(Contour labeling lines)
----

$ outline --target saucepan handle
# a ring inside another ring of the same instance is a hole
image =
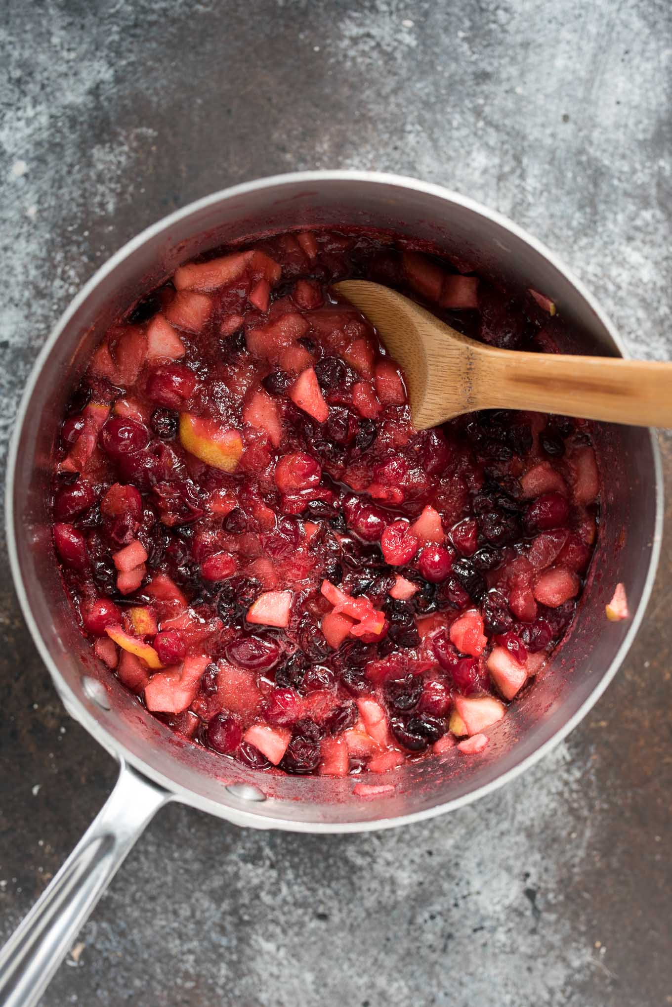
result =
[[[122,762],[98,817],[0,951],[2,1007],[35,1007],[131,847],[171,797]]]

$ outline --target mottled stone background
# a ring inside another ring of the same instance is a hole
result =
[[[5,0],[3,443],[49,327],[108,255],[295,168],[483,200],[573,267],[633,353],[670,356],[671,21],[669,0]],[[6,934],[115,766],[61,709],[1,564]],[[672,1003],[671,567],[666,543],[607,696],[474,807],[345,838],[161,813],[44,1007]]]

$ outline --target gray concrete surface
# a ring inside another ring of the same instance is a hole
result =
[[[445,183],[547,242],[669,356],[669,0],[5,0],[3,443],[50,325],[175,206],[295,168]],[[668,483],[672,441],[662,437]],[[109,793],[3,549],[0,937]],[[672,1003],[666,541],[626,666],[568,741],[449,818],[347,838],[152,824],[44,1007]]]

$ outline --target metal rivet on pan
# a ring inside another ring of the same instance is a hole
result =
[[[100,706],[102,710],[111,709],[110,699],[102,682],[99,682],[97,679],[90,679],[88,675],[85,675],[81,679],[81,688],[85,696],[87,696],[92,703],[96,703],[96,706]]]
[[[226,789],[240,801],[266,801],[266,794],[262,794],[258,787],[250,786],[249,783],[231,783]]]

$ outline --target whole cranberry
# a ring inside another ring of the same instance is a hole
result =
[[[218,713],[207,725],[205,740],[208,747],[214,748],[216,752],[222,755],[230,754],[242,740],[239,721],[230,713]]]
[[[285,727],[301,716],[301,701],[293,689],[272,689],[264,704],[269,724]]]
[[[240,742],[235,751],[235,757],[243,765],[248,765],[250,769],[268,769],[271,766],[266,755],[256,745],[250,745],[248,741]]]
[[[96,502],[94,487],[85,479],[75,479],[56,493],[53,501],[53,517],[56,521],[71,521],[82,511],[88,511]]]
[[[83,571],[89,566],[87,540],[73,525],[58,523],[53,526],[53,544],[63,563],[74,570]]]
[[[344,510],[351,532],[364,542],[380,542],[388,524],[384,511],[374,503],[363,503],[356,498],[346,500]]]
[[[270,672],[280,661],[280,644],[272,636],[236,636],[224,648],[224,657],[247,671]]]
[[[537,496],[525,511],[525,527],[529,531],[546,532],[561,528],[569,519],[569,505],[561,493],[544,493]]]
[[[135,454],[149,444],[149,430],[144,423],[113,416],[99,435],[101,447],[115,460],[124,454]]]
[[[120,612],[114,601],[109,598],[97,598],[96,601],[85,601],[79,606],[81,623],[87,632],[94,636],[105,636],[107,626],[119,625],[122,621]]]
[[[423,688],[417,704],[421,713],[431,713],[435,717],[445,717],[451,708],[451,691],[445,682],[429,679]]]
[[[446,580],[452,566],[453,556],[443,546],[426,546],[417,557],[417,569],[432,584]]]
[[[183,364],[156,368],[147,379],[147,398],[164,409],[183,409],[196,388],[196,376]]]
[[[162,665],[179,665],[184,661],[186,646],[177,629],[164,629],[158,632],[153,645]]]
[[[391,566],[403,566],[409,563],[419,546],[419,539],[410,531],[407,521],[398,519],[388,525],[382,533],[380,548],[385,562]]]

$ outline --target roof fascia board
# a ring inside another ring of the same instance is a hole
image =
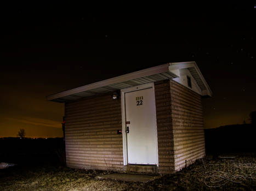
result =
[[[52,100],[53,99],[60,97],[71,95],[86,91],[95,89],[99,87],[106,86],[116,83],[120,83],[141,77],[147,76],[163,72],[168,71],[169,65],[169,63],[164,64],[156,67],[147,68],[144,70],[134,71],[132,73],[124,74],[120,76],[112,77],[109,79],[100,81],[97,82],[90,83],[87,85],[78,87],[76,88],[48,96],[46,97],[46,99],[47,100]]]
[[[177,70],[177,69],[194,67],[195,69],[196,70],[196,72],[197,73],[197,74],[198,74],[199,76],[200,76],[200,78],[202,82],[203,83],[204,86],[206,87],[207,91],[203,91],[202,92],[202,96],[207,95],[207,96],[209,96],[212,97],[212,92],[211,90],[210,87],[208,85],[207,83],[206,82],[206,81],[204,79],[204,77],[203,77],[203,75],[202,74],[198,67],[197,66],[195,62],[175,62],[175,63],[170,63],[169,64],[170,64],[170,65],[169,66],[169,69],[170,70],[170,71],[172,71],[172,70]]]

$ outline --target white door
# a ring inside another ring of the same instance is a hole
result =
[[[128,164],[157,164],[156,104],[152,87],[124,93]]]

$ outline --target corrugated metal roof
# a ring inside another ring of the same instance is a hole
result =
[[[201,76],[201,73],[197,71],[198,69],[196,69],[195,67],[191,67],[194,64],[196,65],[195,62],[174,63],[174,65],[172,65],[172,66],[175,67],[175,68],[177,68],[177,68],[179,68],[179,64],[180,63],[183,64],[182,65],[183,68],[184,68],[184,65],[185,67],[186,65],[188,66],[187,69],[202,90],[207,88],[204,85],[206,82],[204,81],[203,77]],[[145,83],[178,77],[179,76],[170,70],[169,67],[170,67],[172,64],[162,64],[81,86],[49,96],[47,97],[47,99],[53,102],[63,103],[98,94],[113,92]],[[190,67],[189,67],[189,66]]]

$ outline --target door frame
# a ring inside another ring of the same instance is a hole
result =
[[[122,108],[122,132],[123,135],[123,165],[128,165],[128,151],[127,151],[127,134],[126,132],[126,100],[124,93],[133,92],[138,90],[142,90],[144,89],[147,89],[149,88],[152,88],[153,93],[153,99],[155,100],[155,104],[156,104],[156,98],[155,95],[155,85],[154,83],[149,83],[143,84],[142,85],[134,86],[129,87],[127,88],[121,89],[121,108]],[[157,123],[156,121],[156,164],[157,166],[158,166],[158,139],[157,139]]]

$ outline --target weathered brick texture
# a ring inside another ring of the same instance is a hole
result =
[[[175,170],[205,156],[201,97],[170,80]]]
[[[155,93],[158,134],[158,171],[161,174],[172,173],[175,169],[169,81],[155,82]]]
[[[69,167],[123,170],[121,100],[110,94],[65,104]]]

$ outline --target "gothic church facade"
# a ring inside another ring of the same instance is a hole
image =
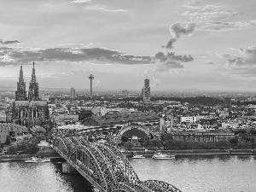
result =
[[[17,82],[17,90],[15,91],[15,101],[12,107],[12,121],[28,127],[41,125],[48,119],[48,102],[46,100],[39,99],[39,85],[36,80],[35,63],[33,62],[32,79],[27,95],[21,65],[19,82]]]

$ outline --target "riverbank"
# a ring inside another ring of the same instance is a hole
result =
[[[172,150],[161,150],[164,154],[175,154],[176,156],[182,155],[211,155],[211,154],[248,154],[256,155],[256,148],[229,148],[229,149],[172,149]],[[152,156],[154,150],[131,150],[122,152],[126,156],[132,156],[134,153],[143,154],[144,156]]]
[[[164,154],[175,154],[176,156],[186,155],[256,155],[256,148],[242,148],[242,149],[175,149],[175,150],[161,150]],[[146,157],[153,156],[154,150],[137,149],[131,151],[122,151],[122,154],[127,157],[131,157],[134,153],[143,154]],[[0,162],[25,160],[32,156],[41,156],[49,158],[51,160],[54,159],[62,159],[57,153],[38,153],[35,154],[0,154]]]
[[[62,159],[60,154],[57,153],[49,153],[49,154],[0,154],[0,162],[6,162],[6,161],[20,161],[25,160],[27,158],[38,156],[38,157],[44,157],[49,158],[51,160],[54,159]]]

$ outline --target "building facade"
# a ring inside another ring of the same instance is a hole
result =
[[[229,141],[235,137],[235,132],[230,131],[172,131],[171,134],[174,140],[192,140],[201,143]]]
[[[76,90],[72,87],[70,89],[70,98],[74,99],[76,97]]]
[[[15,91],[15,100],[26,100],[26,82],[24,82],[22,64],[20,70],[19,82],[17,82],[17,90]]]
[[[47,101],[39,99],[39,85],[36,80],[34,62],[27,97],[22,66],[17,85],[15,101],[12,104],[12,122],[24,126],[41,125],[49,119],[49,109]]]
[[[142,95],[143,97],[143,102],[150,102],[150,86],[148,79],[144,79],[144,87],[142,90]]]

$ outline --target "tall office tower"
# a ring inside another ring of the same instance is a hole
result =
[[[228,108],[228,111],[232,111],[232,101],[228,97],[225,98],[225,108]]]
[[[70,98],[74,99],[76,97],[76,90],[72,87],[70,90]]]
[[[16,99],[12,104],[12,113],[10,120],[13,123],[25,126],[40,125],[42,125],[42,123],[46,122],[49,118],[47,101],[42,101],[39,99],[39,88],[38,84],[36,80],[34,65],[35,63],[33,62],[32,79],[29,84],[29,100],[27,100],[25,96],[25,83],[22,83],[24,82],[23,72],[22,67],[20,67],[19,82],[21,83],[17,84],[17,91],[15,94]],[[22,87],[22,89],[20,88],[20,86]]]
[[[129,95],[129,91],[127,90],[122,90],[122,95],[123,96],[128,96]]]
[[[90,99],[91,99],[92,98],[92,79],[94,79],[94,75],[90,74],[90,76],[88,78],[90,81]]]
[[[20,70],[19,82],[17,82],[17,90],[15,91],[15,100],[24,101],[26,100],[26,82],[23,79],[23,70],[22,64]]]
[[[32,79],[29,83],[28,99],[39,100],[39,86],[36,79],[35,62],[33,62]]]
[[[142,91],[143,96],[143,102],[150,102],[150,87],[149,87],[149,79],[144,79],[144,87]]]

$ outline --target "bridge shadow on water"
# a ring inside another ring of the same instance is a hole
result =
[[[87,181],[80,173],[63,173],[62,163],[66,162],[63,158],[51,159],[51,163],[55,168],[57,174],[61,175],[61,178],[68,183],[73,192],[93,192],[94,187]]]

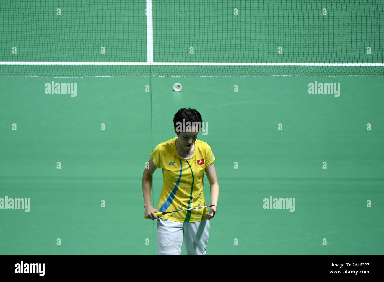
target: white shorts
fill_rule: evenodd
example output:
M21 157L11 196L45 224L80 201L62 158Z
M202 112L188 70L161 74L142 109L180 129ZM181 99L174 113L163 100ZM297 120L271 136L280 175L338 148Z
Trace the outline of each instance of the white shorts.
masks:
M159 218L157 246L159 256L180 256L184 241L189 256L205 256L209 233L209 221L177 222Z

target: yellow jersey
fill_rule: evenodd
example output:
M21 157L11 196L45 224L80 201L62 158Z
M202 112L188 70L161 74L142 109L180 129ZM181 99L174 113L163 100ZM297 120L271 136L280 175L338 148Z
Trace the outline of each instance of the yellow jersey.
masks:
M155 165L162 168L164 184L159 199L159 211L173 211L206 206L204 198L204 172L215 160L211 147L196 139L193 155L184 158L177 153L177 137L158 145L149 155ZM207 208L167 213L162 218L177 222L197 222L206 220Z

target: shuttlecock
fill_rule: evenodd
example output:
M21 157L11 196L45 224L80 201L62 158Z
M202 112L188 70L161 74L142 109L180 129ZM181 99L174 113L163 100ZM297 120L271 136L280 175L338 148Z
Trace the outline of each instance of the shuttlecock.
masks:
M173 90L178 92L181 91L181 84L177 82L173 85Z

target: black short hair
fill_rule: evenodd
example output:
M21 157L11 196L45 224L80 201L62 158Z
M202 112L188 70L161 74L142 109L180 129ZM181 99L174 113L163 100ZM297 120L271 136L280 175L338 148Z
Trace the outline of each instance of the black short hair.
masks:
M176 130L176 128L177 127L176 123L180 122L182 124L183 123L183 119L185 120L186 122L187 121L190 122L192 125L193 122L200 122L198 124L199 125L199 131L201 130L201 127L202 125L203 120L201 118L201 115L199 111L194 109L192 108L182 108L177 111L177 112L175 114L175 116L173 117L173 125ZM180 132L177 133L177 135L180 134Z

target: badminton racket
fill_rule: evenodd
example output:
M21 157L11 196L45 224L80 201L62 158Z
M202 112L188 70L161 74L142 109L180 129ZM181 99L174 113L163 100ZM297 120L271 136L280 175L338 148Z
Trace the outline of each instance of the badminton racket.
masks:
M191 208L189 209L179 209L178 211L167 211L166 213L165 211L159 211L158 213L155 213L155 214L156 214L157 216L160 216L161 215L162 215L163 214L165 214L166 213L176 213L178 211L190 211L191 209L202 209L204 208L209 208L210 206L216 206L215 204L212 204L211 206L198 206L196 208ZM144 218L148 218L146 216L144 216Z

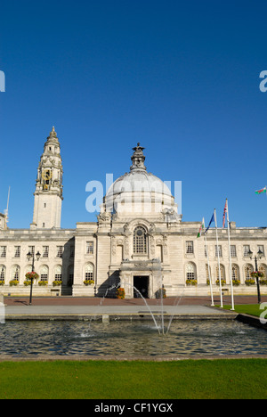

----

→ THE TASK
Can you copy the lines above word for word, starting at the line that has "target: yellow jersey" and stopping after the line that has "M155 165L162 168L164"?

→ RESULT BELOW
target: yellow jersey
fill_rule: evenodd
example output:
M21 157L11 196L45 224L80 201L62 158Z
M202 112L188 70L161 74L142 109L180 129ZM181 99L174 113L163 100ZM297 120L271 136L280 175L338 148Z
Trace the outline of each instance of the yellow jersey.
masks:
M155 165L162 168L164 184L159 199L159 211L173 211L206 206L204 198L204 172L215 160L211 147L196 139L193 155L184 158L177 153L177 137L158 145L149 155ZM207 208L167 213L162 218L177 222L197 222L206 220Z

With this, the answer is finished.